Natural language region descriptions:
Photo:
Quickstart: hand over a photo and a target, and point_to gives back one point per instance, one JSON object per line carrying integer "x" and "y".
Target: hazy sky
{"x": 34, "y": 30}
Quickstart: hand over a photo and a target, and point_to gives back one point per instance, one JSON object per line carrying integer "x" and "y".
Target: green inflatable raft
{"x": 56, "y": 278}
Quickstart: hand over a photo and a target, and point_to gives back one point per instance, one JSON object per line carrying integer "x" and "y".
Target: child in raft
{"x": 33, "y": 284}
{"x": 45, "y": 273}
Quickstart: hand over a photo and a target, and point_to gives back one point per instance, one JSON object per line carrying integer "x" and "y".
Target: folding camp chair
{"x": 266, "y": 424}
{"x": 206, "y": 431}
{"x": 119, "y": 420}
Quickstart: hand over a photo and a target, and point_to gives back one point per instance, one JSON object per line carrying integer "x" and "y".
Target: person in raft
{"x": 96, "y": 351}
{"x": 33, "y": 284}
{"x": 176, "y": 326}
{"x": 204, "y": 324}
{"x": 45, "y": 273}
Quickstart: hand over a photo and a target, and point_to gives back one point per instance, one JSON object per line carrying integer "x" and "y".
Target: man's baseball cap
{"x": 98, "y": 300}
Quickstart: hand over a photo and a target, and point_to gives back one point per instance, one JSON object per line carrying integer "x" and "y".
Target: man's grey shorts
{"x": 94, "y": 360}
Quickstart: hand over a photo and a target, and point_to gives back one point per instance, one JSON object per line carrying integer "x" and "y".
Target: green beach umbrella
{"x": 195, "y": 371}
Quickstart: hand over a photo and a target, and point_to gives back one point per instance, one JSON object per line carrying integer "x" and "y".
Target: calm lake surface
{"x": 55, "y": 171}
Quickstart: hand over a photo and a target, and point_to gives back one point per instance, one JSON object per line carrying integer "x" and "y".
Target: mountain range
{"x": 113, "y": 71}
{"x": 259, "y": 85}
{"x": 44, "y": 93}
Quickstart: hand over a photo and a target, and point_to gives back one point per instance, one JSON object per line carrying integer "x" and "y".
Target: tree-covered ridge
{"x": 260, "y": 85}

### Problem statement
Reproduce the entries exactly, dropping nothing.

### Solution for this problem
Photo:
Quickstart: hand over a photo and a target, and point_to gives back one point per instance, one JSON object per line carrying integer "x" and "y".
Target: hazy sky
{"x": 34, "y": 30}
Quickstart: hand over a photo and a target, and point_to gives back one point per instance, one JSON object per line carrying integer "x" and "y".
Target: green inflatable raft
{"x": 56, "y": 278}
Quickstart: hand over a photo and a target, and point_to gives back one point per instance, one JSON object per line carrying integer "x" and "y".
Target: child in raft
{"x": 33, "y": 284}
{"x": 45, "y": 273}
Quickstart: hand over a photo and a target, and point_to gives back one point per instance, one JSON object per line carrying integer "x" and "y".
Target: folding camp chair
{"x": 266, "y": 424}
{"x": 206, "y": 431}
{"x": 119, "y": 420}
Quickstart: hand over a photo and a target, and point_to gives back one point per instance, one JSON object per line carrying integer "x" and "y".
Target: person in raft
{"x": 96, "y": 351}
{"x": 33, "y": 284}
{"x": 176, "y": 326}
{"x": 204, "y": 324}
{"x": 45, "y": 273}
Quickstart: hand over a photo and a target, and point_to gives back one point per instance, one JSON object per line carrying integer "x" and "y".
Target: man's baseball cap
{"x": 98, "y": 300}
Quickstart: hand over a photo and a target, and point_to gives back one point per instance, one JSON object per line carrying integer "x" and "y".
Target: man's grey shorts
{"x": 94, "y": 360}
Quickstart: hand over a photo and a target, and point_to gives back one point per instance, one JSON object per line carrying integer "x" and "y".
Target: green beach umbrella
{"x": 195, "y": 371}
Quickstart: hand over a photo and a target, and point_to gives back one point per instance, one JSON object per line carrying integer "x" and "y".
Target: calm lake surface
{"x": 55, "y": 171}
Quickstart: hand over a photo and a target, and point_to gives back one point per instance, one JSON object per line carrying integer "x" and "y".
Target: mountain range
{"x": 113, "y": 71}
{"x": 259, "y": 85}
{"x": 44, "y": 93}
Quickstart: hand over a photo and a target, and point_to gives back one point per instance, one JSON object per line carrying integer "x" and "y".
Target: tree-covered ridge
{"x": 260, "y": 85}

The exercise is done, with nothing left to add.